(Photo-based referring expression data)
════════════════════
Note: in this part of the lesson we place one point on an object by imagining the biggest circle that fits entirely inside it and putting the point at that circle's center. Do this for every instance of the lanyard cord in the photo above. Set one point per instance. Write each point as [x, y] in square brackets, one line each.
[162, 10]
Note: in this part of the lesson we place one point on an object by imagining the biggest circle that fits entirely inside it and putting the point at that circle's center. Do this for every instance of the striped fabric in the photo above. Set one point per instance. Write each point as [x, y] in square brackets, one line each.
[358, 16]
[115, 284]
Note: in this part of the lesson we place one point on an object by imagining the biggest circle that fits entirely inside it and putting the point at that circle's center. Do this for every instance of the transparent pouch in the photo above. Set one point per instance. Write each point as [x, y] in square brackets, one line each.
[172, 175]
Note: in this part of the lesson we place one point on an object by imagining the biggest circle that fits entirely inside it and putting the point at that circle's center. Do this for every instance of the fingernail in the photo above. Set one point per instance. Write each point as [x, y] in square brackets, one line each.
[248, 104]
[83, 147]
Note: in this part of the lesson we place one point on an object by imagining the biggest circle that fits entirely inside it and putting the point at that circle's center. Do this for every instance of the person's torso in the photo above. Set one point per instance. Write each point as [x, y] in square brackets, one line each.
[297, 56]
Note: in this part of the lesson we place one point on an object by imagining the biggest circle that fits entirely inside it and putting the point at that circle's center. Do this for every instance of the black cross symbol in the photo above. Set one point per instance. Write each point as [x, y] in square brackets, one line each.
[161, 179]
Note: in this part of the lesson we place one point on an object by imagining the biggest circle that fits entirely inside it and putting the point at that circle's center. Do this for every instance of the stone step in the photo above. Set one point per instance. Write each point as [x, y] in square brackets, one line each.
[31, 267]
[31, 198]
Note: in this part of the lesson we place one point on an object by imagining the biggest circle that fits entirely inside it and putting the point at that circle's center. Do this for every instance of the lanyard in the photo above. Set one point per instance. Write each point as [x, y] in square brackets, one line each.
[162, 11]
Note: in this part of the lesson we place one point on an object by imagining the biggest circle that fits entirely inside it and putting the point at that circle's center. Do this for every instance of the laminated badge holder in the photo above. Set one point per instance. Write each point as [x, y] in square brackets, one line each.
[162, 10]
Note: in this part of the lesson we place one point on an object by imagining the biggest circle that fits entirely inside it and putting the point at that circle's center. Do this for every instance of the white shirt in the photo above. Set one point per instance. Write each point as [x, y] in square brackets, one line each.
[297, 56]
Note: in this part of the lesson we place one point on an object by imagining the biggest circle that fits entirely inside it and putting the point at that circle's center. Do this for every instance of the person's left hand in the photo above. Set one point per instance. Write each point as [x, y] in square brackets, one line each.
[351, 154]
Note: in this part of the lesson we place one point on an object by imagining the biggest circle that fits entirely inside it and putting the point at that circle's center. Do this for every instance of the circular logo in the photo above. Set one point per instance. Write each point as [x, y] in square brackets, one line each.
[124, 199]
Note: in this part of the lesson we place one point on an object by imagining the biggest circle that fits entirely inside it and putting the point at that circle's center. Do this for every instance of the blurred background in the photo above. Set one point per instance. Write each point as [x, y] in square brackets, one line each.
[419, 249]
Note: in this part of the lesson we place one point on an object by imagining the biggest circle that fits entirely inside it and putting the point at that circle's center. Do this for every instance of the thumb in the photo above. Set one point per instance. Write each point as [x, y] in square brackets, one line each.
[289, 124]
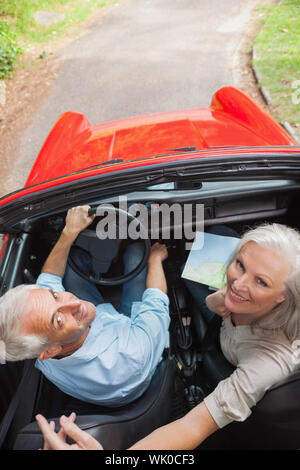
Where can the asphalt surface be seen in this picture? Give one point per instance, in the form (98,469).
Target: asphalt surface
(141,57)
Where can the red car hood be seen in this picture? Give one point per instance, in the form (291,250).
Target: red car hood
════════════════════
## Work task
The answer must consist of each line from the data that includes the string "Where".

## Solution for this problem
Where can the asphalt surface be seen in this picture? Give one point per instance, in the form (98,469).
Where can the red car hood be seen in this picture? Give one point per instance, in the form (291,250).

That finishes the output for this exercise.